What you need to do: Pick out every line of the material below that contains the word "green", and copy each one. Case counts.

Input for this task:

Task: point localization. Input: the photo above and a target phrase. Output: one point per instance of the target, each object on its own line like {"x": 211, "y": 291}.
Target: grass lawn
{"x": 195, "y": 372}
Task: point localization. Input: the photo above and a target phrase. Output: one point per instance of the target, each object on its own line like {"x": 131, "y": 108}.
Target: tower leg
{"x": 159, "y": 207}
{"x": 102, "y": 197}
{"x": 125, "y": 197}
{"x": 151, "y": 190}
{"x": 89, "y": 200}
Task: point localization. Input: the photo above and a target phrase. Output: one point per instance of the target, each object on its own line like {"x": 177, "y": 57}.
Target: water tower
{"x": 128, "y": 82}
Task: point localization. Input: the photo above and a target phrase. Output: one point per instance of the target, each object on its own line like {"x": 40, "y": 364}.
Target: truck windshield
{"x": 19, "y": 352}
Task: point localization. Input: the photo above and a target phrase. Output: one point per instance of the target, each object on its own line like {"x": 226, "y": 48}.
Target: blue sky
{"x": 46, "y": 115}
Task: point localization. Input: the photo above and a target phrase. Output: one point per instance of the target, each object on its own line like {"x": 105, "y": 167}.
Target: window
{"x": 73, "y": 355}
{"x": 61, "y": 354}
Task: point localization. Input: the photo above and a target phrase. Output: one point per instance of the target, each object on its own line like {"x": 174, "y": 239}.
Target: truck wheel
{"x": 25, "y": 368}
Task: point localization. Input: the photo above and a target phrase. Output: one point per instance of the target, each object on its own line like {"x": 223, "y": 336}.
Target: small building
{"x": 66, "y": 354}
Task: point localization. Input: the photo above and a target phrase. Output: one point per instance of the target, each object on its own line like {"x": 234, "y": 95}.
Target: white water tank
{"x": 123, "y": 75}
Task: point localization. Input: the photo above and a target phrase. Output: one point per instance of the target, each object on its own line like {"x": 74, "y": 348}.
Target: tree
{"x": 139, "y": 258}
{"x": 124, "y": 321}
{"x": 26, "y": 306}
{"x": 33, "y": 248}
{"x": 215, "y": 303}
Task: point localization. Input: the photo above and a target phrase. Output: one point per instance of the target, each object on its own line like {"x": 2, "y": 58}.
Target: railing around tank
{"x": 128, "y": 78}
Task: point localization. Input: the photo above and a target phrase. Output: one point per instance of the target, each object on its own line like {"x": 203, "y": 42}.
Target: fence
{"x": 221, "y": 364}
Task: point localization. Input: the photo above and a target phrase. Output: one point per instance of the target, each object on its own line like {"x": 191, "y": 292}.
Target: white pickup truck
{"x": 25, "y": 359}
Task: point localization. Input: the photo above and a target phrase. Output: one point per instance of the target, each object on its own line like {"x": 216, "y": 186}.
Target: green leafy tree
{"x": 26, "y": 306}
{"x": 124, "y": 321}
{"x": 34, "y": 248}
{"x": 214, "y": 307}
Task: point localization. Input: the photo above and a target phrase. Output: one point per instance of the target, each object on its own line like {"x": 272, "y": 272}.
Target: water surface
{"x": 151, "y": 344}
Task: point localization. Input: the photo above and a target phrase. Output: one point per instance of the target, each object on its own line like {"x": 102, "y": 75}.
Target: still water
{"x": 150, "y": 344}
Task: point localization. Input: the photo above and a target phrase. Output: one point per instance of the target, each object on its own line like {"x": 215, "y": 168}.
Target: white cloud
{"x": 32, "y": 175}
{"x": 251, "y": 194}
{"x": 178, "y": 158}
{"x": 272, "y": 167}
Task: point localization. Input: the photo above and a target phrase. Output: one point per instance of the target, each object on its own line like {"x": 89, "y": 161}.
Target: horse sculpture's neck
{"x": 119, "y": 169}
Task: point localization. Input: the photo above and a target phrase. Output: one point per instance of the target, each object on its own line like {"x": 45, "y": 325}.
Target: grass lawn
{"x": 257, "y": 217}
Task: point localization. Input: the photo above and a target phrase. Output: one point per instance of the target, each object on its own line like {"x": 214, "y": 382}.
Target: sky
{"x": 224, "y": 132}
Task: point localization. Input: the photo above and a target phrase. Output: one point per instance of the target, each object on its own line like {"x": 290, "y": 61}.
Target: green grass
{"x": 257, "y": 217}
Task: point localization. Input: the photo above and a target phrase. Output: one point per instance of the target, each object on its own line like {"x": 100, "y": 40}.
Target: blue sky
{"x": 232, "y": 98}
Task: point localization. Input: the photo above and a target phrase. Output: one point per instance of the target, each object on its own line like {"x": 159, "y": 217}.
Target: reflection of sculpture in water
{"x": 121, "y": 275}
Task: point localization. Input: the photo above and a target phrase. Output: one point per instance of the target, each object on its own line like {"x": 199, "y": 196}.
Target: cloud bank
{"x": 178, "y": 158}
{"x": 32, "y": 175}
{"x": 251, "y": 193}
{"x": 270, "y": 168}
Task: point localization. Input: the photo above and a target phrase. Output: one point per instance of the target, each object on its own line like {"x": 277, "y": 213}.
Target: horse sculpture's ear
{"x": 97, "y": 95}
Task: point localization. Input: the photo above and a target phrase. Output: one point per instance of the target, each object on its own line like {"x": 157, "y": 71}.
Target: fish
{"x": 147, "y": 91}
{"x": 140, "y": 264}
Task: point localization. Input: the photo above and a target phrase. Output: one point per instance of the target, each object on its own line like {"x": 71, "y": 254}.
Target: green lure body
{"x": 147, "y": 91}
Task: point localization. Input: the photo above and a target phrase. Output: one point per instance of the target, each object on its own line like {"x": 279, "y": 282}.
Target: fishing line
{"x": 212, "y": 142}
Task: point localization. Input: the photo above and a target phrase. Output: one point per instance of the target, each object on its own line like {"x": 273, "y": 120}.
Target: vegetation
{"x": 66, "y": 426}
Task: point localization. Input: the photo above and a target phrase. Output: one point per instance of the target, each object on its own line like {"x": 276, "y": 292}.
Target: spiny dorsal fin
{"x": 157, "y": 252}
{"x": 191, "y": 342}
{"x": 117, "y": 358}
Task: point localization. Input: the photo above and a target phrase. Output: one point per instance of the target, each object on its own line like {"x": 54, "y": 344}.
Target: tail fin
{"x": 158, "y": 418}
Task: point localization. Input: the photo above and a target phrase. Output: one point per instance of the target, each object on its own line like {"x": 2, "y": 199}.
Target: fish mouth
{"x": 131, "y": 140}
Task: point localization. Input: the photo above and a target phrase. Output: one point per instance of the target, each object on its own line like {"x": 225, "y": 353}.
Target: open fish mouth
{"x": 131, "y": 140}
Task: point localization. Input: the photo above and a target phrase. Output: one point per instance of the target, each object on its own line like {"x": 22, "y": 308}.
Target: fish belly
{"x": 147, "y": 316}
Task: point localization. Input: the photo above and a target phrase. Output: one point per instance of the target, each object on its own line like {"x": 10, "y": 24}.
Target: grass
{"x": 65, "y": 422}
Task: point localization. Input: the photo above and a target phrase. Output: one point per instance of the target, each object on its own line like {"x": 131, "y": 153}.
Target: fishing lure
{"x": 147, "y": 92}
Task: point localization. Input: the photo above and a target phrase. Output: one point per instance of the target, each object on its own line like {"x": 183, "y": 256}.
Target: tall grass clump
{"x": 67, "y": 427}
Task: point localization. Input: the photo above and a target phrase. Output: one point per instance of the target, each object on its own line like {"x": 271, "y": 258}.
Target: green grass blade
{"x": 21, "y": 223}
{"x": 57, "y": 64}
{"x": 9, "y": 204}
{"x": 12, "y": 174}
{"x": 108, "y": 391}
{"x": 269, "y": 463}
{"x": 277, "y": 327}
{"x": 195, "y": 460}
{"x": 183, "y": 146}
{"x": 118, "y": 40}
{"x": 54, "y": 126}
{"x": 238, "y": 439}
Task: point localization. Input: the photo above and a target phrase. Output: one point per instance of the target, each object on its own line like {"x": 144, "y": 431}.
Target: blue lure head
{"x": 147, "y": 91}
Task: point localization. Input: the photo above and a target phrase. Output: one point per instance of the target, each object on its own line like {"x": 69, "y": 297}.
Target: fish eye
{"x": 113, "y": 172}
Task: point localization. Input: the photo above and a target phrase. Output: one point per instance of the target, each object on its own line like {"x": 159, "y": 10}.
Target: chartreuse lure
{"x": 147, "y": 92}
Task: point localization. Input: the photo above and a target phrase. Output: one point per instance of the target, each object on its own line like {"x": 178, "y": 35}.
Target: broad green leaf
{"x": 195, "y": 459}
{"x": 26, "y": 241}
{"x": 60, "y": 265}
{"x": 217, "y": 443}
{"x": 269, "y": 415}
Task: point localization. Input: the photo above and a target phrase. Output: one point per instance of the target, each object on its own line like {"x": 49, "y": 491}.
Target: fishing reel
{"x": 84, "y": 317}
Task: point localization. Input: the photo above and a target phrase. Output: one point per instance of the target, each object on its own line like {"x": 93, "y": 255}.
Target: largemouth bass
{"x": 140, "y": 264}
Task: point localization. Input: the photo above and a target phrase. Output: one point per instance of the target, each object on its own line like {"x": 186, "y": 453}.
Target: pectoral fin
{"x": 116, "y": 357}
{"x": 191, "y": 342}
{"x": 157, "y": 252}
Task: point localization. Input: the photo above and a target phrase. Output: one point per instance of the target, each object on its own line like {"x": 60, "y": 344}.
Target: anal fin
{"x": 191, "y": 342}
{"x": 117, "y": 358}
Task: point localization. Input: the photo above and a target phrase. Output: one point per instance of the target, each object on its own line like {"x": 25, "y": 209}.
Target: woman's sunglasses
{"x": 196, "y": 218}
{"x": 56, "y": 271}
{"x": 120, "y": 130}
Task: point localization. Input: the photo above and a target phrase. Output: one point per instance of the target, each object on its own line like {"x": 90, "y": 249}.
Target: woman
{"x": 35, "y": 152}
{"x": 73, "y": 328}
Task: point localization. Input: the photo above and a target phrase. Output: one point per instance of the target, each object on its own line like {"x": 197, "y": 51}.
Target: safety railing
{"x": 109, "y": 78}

...

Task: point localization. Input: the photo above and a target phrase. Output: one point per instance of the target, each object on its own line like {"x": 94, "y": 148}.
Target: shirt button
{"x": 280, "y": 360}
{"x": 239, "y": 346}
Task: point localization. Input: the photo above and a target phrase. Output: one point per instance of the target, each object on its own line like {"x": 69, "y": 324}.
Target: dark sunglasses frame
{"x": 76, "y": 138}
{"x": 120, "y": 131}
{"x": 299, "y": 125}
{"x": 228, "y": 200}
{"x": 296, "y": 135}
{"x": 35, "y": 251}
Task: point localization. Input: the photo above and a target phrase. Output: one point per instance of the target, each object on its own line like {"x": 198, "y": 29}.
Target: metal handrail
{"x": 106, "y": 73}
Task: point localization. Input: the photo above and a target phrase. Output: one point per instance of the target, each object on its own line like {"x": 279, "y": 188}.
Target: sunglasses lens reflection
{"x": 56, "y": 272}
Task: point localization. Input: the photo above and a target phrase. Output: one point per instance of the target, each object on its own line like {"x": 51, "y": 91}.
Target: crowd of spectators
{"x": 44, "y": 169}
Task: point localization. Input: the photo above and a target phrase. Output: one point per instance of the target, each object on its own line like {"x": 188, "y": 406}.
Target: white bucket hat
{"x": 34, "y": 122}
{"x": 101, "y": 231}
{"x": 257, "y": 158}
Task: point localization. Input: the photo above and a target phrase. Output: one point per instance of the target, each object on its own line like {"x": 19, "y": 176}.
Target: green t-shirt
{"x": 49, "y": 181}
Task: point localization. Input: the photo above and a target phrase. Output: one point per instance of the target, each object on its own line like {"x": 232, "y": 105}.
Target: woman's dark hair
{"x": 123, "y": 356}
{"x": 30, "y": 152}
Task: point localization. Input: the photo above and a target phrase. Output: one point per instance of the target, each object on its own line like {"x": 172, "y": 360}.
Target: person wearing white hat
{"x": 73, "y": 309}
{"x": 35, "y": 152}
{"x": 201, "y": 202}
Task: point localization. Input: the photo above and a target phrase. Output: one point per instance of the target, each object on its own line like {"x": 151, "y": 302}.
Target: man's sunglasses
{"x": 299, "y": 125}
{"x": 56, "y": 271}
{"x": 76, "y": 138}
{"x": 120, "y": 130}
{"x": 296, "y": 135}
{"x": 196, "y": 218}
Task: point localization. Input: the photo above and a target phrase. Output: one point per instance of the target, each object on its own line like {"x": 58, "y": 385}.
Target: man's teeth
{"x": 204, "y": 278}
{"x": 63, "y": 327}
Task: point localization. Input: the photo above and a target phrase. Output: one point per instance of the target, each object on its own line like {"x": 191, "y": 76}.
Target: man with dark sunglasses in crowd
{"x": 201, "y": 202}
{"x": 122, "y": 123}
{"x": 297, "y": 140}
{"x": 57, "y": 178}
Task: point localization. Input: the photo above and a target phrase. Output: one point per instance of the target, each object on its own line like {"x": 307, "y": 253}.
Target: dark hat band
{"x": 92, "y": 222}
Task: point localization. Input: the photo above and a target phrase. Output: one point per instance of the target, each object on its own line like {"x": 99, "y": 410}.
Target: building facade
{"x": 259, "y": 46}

...

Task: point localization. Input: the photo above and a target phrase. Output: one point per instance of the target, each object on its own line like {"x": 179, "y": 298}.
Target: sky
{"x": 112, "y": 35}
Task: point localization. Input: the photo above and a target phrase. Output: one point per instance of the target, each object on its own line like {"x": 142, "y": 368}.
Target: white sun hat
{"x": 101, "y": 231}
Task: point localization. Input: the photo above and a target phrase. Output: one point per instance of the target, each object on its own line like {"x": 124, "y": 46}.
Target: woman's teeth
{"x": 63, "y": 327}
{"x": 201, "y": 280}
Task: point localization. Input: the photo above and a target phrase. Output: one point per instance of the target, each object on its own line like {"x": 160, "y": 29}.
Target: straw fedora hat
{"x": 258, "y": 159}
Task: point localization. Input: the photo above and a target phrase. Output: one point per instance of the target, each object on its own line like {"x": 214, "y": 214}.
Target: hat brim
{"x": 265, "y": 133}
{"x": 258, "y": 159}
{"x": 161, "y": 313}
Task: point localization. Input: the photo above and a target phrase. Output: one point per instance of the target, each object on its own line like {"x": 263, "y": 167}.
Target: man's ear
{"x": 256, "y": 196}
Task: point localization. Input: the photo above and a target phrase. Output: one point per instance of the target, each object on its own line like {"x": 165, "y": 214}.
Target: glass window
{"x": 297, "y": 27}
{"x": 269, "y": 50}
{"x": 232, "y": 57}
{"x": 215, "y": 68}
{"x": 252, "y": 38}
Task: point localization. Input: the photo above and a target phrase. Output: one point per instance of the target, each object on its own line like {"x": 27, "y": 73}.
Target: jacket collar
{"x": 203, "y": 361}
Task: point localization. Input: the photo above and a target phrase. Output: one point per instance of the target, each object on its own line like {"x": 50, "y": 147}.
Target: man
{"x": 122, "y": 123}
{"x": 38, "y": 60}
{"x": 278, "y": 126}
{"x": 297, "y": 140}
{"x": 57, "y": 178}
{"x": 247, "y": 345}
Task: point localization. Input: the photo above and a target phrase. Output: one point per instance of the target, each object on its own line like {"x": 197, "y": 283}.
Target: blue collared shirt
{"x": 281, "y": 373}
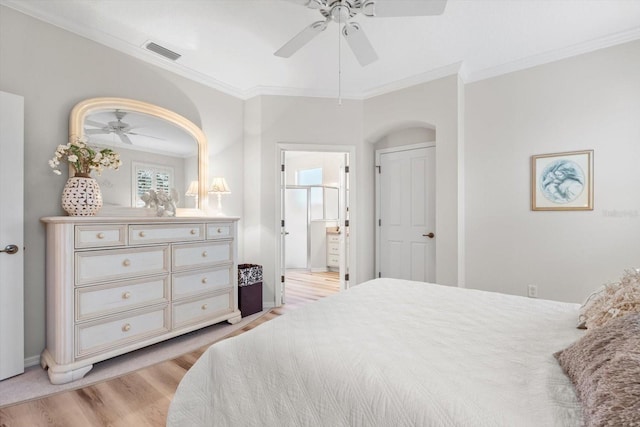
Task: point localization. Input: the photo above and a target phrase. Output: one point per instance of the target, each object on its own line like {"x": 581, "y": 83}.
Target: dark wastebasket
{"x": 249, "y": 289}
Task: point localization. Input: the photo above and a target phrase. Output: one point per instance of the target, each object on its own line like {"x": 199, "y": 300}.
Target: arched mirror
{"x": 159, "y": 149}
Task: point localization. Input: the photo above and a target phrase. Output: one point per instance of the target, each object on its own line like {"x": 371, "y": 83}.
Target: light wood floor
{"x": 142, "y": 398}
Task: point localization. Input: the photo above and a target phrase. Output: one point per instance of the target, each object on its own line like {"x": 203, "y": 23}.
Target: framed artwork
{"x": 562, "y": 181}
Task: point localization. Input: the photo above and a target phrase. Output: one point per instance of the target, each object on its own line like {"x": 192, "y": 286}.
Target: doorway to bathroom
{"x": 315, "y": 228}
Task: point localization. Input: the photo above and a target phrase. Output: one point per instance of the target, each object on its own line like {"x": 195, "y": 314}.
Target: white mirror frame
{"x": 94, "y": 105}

Result of the task:
Target: green leafy tree
Target: green grass
Target: green lure body
Target: green grass blade
Target: broad green leaf
Target: green t-shirt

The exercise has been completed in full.